* WORK TASK
The answer must consist solely of the line that contains "If I wanted to draw a box around the striped" and all subsequent lines of the data, each reproduced exactly.

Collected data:
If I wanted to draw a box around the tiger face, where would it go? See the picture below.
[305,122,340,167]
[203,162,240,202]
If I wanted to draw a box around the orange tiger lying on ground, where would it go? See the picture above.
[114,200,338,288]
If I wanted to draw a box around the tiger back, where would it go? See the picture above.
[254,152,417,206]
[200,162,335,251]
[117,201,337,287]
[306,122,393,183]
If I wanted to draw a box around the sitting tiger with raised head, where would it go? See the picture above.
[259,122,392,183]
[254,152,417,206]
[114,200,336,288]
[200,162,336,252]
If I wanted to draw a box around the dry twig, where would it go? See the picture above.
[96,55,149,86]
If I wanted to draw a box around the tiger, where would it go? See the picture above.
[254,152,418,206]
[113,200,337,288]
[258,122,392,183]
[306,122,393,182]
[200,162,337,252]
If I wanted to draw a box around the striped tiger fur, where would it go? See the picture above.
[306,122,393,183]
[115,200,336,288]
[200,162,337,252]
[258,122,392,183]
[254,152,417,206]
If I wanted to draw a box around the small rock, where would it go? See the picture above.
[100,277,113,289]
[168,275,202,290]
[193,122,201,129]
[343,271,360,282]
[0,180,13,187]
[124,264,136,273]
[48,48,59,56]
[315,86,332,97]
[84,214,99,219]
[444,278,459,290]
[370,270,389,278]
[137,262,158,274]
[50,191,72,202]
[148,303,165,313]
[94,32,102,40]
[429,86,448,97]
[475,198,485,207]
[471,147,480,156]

* ANSWER TO THIS PROBLEM
If I wanted to draw a box around the striped tiger fur, where would it go? See the picture above.
[306,122,393,183]
[115,200,336,288]
[200,162,337,252]
[258,122,392,183]
[254,152,417,206]
If I wanted to draw a box around the small rock, where would it go? See the picture above.
[100,277,113,289]
[168,275,202,290]
[193,122,201,129]
[343,271,360,282]
[0,180,13,187]
[124,264,136,273]
[48,48,59,56]
[315,86,332,97]
[84,214,99,219]
[444,278,459,290]
[370,270,389,278]
[137,262,158,274]
[50,191,72,202]
[148,303,165,313]
[94,32,102,40]
[429,86,448,97]
[475,198,485,207]
[471,147,480,156]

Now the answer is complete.